» **Required work**
(a) In the pull request on FlashInfer for speculative decoding, why is the prefill kernel used as the fallback? Answer in one to three sentences.
(b) Summarize the FlashInfer speculative decoding pull request in two sentences.
(c) Write the next part of the FlashInfer speculative decoding pull request, picking up after its final heading.

Skip to content

Conversation

benchislett
Copy link
Collaborator

@benchislett benchislett commented Sep 18, 2025

Purpose

This PR enables FlashInfer for speculative decoding. When possible, the trtllm-gen decode-optimized kernel is used for speculative decoding. The fallback case is the prefill kernel, which can handle arbitrary query lengths but is not as performant.

This PR depends on #25183 for the refactor of the batch reordering threshold variable.

Here's an example launch command for EAGLE3 on 1xB200:

vllm serve meta-llama/Llama-3.1-8B-Instruct --speculative-config '{"method": "eagle3", "model": "yuhuili/EAGLE3-LLaMA3.1-Instruct-8B", "num_speculative_tokens": 4}' --max-model-len 2048 --no-enable-prefix-caching

Benchmarking with 200 requests from ShareGPT gives the following TPS numbers:

  • Padding enabled + FlashInfer: 530 TPS (1.14x)
  • Padding disabled + FlashInfer: 465 TPS (1.0x)
  • Padding enabled + FlashAttention: 492 TPS (1.06x)
  • Padding disabled + FlashAttention: 466 TPS (1.0x)

Examination of nsys traces shows that the main model's attention kernels are about 2.5x faster when using the decode-optimized trtllm-gen kernels.

Correctness Testing

Tested on GSM8k (limit 500) with/out spec and with/out FlashInfer. All successful.

FlashInfer + Padded-Batch (Default)

CUDA_VISIBLE_DEVICES=3 vllm serve meta-llama/Llama-3.1-8B-Instruct --max-model-len 2048 --no-enable-prefix-caching --port 8049 --speculative-config '{"method": "eagle3", "model": "yuhuili/EAGLE3-LLaMA3.1-Instruct-8B", "num_speculative_tokens": 4}' 
limit: 500.0, num_fewshot: 5, batch_size: 128
|Tasks|Version|     Filter     |n-shot|  Metric   |   |Value|   |Stderr|
|-----|------:|----------------|-----:|-----------|---|----:|---|-----:|
|gsm8k|      3|flexible-extract|     5|exact_match|↑  |0.796|±  |0.0180|
|     |       |strict-match    |     5|exact_match|↑  |0.774|±  |0.0187|

FlashInfer + Non-uniform Batch (opt-in / fallback option)

» **Data lines**
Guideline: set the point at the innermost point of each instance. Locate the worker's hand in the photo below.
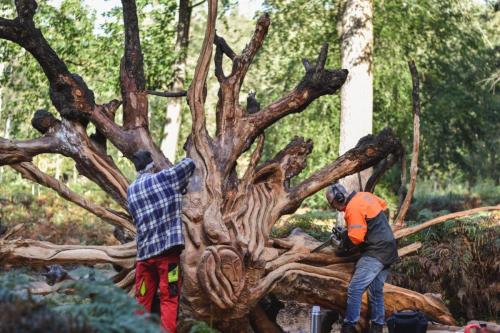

» **Final results**
(a) The prefill kernel is the fallback because it can handle arbitrary query lengths. Its drawback is that it is not as performant as the decode-optimized trtllm-gen kernel, which is used whenever possible.

(b) The pull request enables FlashInfer for speculative decoding, using the decode-optimized trtllm-gen kernel when possible and falling back to the slower prefill kernel, and it depends on #25183. In a ShareGPT benchmark of EAGLE3 on 1xB200, padding with FlashInfer reached 530 TPS (1.14x), the highest of the four setups, and GSM8k correctness tests with and without speculation and with and without FlashInfer all succeeded.

(c)
CUDA_VISIBLE_DEVICES=3 vllm serve meta-llama/Llama-3.1-8B-Instruct --max-model-len 2048 --no-enable-prefix-caching --port 8049 --speculative-config '{"method": "eagle3", "model": "yuhuili/EAGLE3-LLaMA3.1-Instruct-8B", "num_speculative_tokens": 4, "disable_padded_drafter_batch": true}' 
limit: 500.0, num_fewshot: 5, batch_size: 128
|Tasks|Version|     Filter     |n-shot|  Metric   |   |Value|   |Stderr|
|-----|------:|----------------|-----:|-----------|---|----:|---|-----:|
|gsm8k|      3|flexible-extract|     5|exact_match|↑  |0.792|±  |0.0182|
|     |       |strict-match    |     5|exact_match|↑  |0.774|±  |0.0187|

Baseline FlashInfer

CUDA_VISIBLE_DEVICES=3 vllm serve meta-llama/Llama-3.1-8B-Instruct --max-model-len 2048 --no-enable-prefix-caching --port 8049
limit: 500.0, num_fewshot: 5, batch_size: 128
|Tasks|Version|     Filter     |n-shot|  Metric   |   |Value|   |Stderr|
|-----|------:|----------------|-----:|-----------|---|----:|---|-----:|
|gsm8k|      3|flexible-extract|     5|exact_match|↑  |0.796|±  |0.0180|
|     |       |strict-match    |     5|exact_match|↑  |0.778|±  |0.0186|

Baseline FlashAttn

CUDA_VISIBLE_DEVICES=3 VLLM_ATTENTION_BACKEND=FLASH_ATTN vllm serve meta-llama/Llama-3.1-8B-Instruct --max-model-len 2048 --no-enable-prefix-caching --port 8049
limit: 500.0, num_fewshot: 5, batch_size: 128
|Tasks|Version|     Filter     |n-shot|  Metric   |   |Value|   |Stderr|
|-----|------:|----------------|-----:|-----------|---|----:|---|-----:|
|gsm8k|      3|flexible-extract|     5|exact_match|↑  |0.794|±  |0.0181|
|     |       |strict-match    |     5|exact_match|↑  |0.772|±  |0.0188|

Known issues Resolved Issues

When CUDA graphs are enabled and the padded-drafter-batch is disabled, there is a crash at high concurrency. This PR fixes a couple issues in FlashInfer where the planning and building of metadata assume that num_decode_tokens and num_decodes are the same. There is likely another such issue in the planning logic for cuda graph padding. The issue can be patched by using enforce-eager or recording a cuda graph for each input batch size.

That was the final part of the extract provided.